### PASSAGE
════

In any event, custodians must keep in mind that the GRC will find them to have violated OPRA if they fail to advise a requestor right away that requested “immediate access” records do not exist.

Review of Recent Court Opinions On Law Enforcement Records

The past few months have seen the courts issue a number of opinions concerning OPRA and law enforcement records. In all of these cases, the courts have favored law enforcement interests in maintaining the confidentiality of records related to safety, security and the integrity of investigations.

The following are the most important recently-issued opinions.

North Jersey Media v. Lyndhurst, in which the Appellate Division held that virtually every record connected with a criminal investigation is confidential, is the most significant law enforcement-related opinion issued under OPRA. The Supreme Court has been asked to review the ruling, but has not yet said whether it will take the case.

════

### DATA ROWS
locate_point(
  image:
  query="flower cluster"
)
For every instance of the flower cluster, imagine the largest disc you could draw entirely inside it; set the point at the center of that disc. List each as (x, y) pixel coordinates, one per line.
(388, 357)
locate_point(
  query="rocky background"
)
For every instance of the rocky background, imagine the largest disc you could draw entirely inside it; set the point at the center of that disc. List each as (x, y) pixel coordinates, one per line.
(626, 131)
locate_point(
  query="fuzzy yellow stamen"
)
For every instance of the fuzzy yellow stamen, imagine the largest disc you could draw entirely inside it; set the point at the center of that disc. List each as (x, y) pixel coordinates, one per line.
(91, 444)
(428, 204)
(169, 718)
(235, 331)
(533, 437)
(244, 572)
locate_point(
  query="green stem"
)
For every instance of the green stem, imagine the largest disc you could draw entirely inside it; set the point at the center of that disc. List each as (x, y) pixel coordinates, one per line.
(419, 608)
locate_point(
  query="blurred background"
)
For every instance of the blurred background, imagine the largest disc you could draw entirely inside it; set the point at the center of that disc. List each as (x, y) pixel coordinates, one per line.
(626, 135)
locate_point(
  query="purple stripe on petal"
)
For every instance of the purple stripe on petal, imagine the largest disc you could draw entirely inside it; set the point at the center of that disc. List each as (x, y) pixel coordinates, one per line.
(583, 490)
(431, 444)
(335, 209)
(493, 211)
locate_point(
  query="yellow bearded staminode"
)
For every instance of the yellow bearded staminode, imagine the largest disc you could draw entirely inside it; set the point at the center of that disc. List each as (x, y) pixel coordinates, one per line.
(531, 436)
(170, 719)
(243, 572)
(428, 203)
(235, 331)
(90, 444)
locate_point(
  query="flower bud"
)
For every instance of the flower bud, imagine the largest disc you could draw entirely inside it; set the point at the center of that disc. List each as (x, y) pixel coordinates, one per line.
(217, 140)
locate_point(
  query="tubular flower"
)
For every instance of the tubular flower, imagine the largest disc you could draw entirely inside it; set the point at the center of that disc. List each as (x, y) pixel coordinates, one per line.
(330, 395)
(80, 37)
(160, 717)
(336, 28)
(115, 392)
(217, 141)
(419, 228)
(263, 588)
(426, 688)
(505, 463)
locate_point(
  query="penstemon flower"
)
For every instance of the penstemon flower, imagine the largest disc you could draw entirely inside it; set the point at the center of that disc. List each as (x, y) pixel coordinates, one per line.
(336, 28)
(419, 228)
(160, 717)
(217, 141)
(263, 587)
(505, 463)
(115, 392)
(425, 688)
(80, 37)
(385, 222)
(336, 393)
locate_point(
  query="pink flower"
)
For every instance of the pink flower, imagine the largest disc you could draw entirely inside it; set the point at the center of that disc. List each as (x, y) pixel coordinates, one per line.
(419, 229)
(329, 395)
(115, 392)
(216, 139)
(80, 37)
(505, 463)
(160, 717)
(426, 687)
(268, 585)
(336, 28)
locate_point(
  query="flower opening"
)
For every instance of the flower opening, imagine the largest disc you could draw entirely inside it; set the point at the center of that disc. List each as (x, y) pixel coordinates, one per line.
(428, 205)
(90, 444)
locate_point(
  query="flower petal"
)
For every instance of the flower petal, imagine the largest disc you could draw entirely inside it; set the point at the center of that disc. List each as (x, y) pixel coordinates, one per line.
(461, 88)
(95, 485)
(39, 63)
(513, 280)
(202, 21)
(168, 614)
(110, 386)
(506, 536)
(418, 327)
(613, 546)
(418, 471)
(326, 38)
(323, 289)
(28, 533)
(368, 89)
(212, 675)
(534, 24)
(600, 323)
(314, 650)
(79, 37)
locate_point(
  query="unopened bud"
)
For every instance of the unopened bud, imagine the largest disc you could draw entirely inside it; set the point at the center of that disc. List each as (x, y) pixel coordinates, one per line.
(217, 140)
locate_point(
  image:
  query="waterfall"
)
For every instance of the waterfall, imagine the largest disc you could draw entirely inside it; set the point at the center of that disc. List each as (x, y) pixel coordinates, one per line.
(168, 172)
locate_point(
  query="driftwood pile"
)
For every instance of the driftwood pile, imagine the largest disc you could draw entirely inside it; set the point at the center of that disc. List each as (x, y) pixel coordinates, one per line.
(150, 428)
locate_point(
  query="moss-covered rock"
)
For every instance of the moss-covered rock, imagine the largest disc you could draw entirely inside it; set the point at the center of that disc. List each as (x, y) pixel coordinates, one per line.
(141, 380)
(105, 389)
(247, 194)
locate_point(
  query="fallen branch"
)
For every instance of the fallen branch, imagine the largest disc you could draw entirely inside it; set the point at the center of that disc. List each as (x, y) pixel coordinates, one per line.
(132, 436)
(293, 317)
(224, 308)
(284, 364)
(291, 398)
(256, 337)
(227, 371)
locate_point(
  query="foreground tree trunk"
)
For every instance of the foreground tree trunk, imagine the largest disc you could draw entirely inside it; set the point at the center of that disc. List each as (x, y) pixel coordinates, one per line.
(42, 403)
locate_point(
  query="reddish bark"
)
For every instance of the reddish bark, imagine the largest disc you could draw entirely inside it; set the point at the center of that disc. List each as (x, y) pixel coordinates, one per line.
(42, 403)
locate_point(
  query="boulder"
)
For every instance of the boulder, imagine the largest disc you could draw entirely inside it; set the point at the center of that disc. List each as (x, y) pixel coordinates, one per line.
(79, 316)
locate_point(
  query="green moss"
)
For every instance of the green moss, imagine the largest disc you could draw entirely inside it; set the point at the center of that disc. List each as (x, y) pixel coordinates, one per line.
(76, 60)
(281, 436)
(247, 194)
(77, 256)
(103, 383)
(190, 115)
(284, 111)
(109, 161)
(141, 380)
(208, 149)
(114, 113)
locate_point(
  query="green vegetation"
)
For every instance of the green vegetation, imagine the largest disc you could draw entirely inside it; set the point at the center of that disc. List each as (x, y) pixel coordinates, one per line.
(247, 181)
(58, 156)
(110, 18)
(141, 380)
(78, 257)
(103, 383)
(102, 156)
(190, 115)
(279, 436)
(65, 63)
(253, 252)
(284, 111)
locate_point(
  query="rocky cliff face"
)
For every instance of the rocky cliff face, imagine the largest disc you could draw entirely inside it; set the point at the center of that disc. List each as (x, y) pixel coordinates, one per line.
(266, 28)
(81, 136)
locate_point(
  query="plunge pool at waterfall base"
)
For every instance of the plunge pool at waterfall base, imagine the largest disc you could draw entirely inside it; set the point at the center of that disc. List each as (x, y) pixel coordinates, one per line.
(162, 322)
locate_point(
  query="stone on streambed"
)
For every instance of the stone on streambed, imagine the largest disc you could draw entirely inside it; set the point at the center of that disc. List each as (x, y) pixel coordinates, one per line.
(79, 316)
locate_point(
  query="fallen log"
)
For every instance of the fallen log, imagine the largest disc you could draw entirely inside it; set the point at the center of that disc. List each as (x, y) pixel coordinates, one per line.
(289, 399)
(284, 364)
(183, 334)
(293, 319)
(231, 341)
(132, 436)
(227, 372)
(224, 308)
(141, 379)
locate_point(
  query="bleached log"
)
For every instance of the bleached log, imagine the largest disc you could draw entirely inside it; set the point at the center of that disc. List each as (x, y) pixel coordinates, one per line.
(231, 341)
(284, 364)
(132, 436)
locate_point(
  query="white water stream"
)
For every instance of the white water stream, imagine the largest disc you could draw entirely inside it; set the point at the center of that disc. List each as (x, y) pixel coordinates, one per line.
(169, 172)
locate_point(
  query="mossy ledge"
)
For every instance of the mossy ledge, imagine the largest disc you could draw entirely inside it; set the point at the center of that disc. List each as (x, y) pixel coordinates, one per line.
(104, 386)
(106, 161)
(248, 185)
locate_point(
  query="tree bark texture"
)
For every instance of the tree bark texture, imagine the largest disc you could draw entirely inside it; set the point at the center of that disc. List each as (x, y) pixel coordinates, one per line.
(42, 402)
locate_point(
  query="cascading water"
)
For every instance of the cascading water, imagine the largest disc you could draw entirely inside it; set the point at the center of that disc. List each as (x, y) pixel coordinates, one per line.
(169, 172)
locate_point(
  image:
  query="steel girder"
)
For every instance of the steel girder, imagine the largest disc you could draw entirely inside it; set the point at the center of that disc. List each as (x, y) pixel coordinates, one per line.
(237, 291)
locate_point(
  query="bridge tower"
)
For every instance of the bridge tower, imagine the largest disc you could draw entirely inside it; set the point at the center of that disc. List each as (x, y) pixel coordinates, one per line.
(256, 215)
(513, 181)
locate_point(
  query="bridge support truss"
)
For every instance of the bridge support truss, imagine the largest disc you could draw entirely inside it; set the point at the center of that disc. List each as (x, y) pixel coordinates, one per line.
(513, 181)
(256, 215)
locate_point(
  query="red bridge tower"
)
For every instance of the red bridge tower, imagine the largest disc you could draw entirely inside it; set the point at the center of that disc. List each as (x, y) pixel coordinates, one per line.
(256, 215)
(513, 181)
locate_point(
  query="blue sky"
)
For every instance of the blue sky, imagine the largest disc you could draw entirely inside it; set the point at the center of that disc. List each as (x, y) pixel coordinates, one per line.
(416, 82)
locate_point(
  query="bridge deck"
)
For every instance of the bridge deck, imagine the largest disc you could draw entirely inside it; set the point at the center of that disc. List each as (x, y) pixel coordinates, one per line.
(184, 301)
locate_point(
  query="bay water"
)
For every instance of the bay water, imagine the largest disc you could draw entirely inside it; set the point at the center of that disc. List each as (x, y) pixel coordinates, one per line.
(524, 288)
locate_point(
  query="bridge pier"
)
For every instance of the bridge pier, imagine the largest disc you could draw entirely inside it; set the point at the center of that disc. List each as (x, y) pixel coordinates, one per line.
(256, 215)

════

### TASKS AND EXERCISES
• 1. In the OPRA passage, which case is called the most significant law enforcement-related opinion issued under OPRA?
• 2. Copy the OPRA passage from "In any event, custodians" to "important recently-issued opinions.", word for word.

### RESULTS BY TASK
• 1. North Jersey Media v. Lyndhurst

• 2.
In any event, custodians must keep in mind that the GRC will find them to have violated OPRA if they fail to advise a requestor right away that requested “immediate access” records do not exist.

Review of Recent Court Opinions On Law Enforcement Records

The past few months have seen the courts issue a number of opinions concerning OPRA and law enforcement records. In all of these cases, the courts have favored law enforcement interests in maintaining the confidentiality of records related to safety, security and the integrity of investigations.

The following are the most important recently-issued opinions.